Ali Harbi Ali, 25, appeared in the dock at Westminster Magistrates' Court on Thursday accused of stabbing to death the Conservative MP for Southend West during a constituency surgery in Leigh-on-Sea in Essex.
He was not asked to enter pleas to charges of murdering Sir David, 69, and preparing acts of terrorism between May 1 2019 and September this year before he was remanded in custody.
The court heard Ali allegedly settled on a plot to kill an MP two years ago, focusing on two MPs other than Sir David.
He is said to have carried out reconnaissance at one of their homes, the surgery of another and the Houses of Parliament.
Prosecutor James Cable said on Friday Ali travelled by train from his home in Kentish Town, north London, to get to Belfairs Methodist Church after making a midday appointment by email, claiming he was moving to the area.
During the meeting, he was allegedly seen to use his mobile phone before standing up, producing a large knife from his pocket and stabbing Sir David in the stomach.
The veteran MP was pronounced dead at the scene at 1.10pm and a preliminary post-mortem report gave the cause of death as multiple stab wounds to the chest.
The Crown Prosecution Service (CPS) alleges the murder has a terrorist connection because of its "religious and ideological" motives.
Prosecutors allege Ali was affiliated with the so-called Islamic State proscribed terrorist organisation and targeted Sir David over the MP's voting record in support of air strikes on Syria.
The defendant, wearing a grey prison-issue tracksuit and black rimmed glasses, stood to confirm his name, address and date of birth during the hearing, which lasted around 13 minutes.
He then sat with his arms folded, occasionally glancing towards the full press bench.
He nodded at Chief Magistrate Paul Goldspring as he was remanded in custody ahead of a hearing at the Old Bailey on Friday.
Earlier, Nick Price, of the CPS, said: "We will submit to the court that this murder has a terrorist connection, namely that it had both religious and ideological motivations."

▶ INFORMATION SHOWN
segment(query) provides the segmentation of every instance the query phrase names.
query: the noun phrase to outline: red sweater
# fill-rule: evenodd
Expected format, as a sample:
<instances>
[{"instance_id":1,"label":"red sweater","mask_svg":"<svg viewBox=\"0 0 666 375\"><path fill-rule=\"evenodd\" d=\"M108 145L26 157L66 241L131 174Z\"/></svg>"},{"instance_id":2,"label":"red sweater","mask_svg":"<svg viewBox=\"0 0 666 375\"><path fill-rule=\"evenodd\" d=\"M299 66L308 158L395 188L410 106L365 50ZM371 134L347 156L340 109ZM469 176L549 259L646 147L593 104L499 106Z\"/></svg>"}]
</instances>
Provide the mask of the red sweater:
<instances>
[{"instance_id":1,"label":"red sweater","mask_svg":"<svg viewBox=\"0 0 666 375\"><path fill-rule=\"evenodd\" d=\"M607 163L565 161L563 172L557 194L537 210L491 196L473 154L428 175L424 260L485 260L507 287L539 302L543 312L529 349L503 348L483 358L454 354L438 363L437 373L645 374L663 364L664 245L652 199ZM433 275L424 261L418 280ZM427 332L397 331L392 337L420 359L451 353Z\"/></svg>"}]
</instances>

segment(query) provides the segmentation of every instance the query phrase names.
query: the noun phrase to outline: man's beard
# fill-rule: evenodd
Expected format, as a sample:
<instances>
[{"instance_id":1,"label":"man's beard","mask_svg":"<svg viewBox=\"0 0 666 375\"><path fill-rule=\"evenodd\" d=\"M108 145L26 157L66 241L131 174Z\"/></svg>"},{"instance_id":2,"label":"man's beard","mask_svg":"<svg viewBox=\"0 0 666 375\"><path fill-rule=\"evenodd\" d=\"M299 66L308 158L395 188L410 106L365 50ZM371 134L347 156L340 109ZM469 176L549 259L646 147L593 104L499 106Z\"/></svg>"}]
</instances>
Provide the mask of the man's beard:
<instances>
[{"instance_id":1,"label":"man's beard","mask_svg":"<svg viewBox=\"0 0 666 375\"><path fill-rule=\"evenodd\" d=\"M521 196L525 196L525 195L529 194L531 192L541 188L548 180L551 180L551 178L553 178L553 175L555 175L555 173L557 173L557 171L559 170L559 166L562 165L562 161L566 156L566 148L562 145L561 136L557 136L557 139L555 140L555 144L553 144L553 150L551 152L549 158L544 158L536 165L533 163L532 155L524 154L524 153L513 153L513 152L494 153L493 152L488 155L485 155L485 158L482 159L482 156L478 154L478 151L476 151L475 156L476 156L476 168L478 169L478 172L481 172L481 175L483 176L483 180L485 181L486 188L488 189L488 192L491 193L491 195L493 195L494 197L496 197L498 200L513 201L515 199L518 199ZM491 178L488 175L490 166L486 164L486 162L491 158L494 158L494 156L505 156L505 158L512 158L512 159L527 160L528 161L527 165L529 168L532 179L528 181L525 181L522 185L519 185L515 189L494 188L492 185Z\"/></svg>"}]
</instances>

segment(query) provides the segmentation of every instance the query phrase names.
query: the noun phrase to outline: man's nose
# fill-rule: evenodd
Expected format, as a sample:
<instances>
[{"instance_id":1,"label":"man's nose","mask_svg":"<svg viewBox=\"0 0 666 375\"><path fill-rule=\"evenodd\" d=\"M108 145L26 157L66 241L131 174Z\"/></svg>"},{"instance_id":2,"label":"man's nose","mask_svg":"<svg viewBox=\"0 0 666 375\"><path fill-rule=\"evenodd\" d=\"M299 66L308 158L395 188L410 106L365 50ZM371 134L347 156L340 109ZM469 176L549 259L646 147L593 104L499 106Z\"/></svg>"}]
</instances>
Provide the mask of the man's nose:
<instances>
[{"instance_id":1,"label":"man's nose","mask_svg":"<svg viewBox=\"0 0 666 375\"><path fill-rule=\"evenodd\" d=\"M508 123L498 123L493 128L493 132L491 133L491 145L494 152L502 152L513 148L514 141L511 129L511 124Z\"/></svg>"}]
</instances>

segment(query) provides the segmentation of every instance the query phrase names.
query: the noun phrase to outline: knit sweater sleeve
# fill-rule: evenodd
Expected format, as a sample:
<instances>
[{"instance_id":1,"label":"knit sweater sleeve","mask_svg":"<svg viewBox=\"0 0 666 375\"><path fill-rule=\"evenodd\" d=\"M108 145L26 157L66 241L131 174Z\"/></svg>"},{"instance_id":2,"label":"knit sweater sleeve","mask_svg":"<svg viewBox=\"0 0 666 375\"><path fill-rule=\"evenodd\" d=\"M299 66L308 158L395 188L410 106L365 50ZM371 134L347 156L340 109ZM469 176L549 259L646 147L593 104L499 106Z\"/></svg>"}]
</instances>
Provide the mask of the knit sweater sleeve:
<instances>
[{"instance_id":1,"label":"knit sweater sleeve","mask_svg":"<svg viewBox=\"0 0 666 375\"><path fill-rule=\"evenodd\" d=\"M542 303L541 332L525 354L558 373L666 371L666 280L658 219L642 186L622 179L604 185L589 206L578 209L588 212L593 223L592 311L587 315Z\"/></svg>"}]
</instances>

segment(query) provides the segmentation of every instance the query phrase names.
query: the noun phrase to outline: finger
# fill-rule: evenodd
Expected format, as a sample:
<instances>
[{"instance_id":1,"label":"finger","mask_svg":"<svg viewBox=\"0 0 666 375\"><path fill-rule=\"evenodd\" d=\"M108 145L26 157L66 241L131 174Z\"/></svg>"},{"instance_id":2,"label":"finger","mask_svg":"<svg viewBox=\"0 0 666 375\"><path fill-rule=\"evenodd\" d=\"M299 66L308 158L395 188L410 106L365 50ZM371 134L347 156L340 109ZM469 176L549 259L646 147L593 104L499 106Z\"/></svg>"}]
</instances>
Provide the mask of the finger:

▶ AIM OF THE EXERCISE
Rewrite the court report between "The court heard" and "in the stomach.", inclusive, changing "train" to "bus". Rely only on the court report.

▶ ANSWER SECTION
The court heard Ali allegedly settled on a plot to kill an MP two years ago, focusing on two MPs other than Sir David.
He is said to have carried out reconnaissance at one of their homes, the surgery of another and the Houses of Parliament.
Prosecutor James Cable said on Friday Ali travelled by bus from his home in Kentish Town, north London, to get to Belfairs Methodist Church after making a midday appointment by email, claiming he was moving to the area.
During the meeting, he was allegedly seen to use his mobile phone before standing up, producing a large knife from his pocket and stabbing Sir David in the stomach.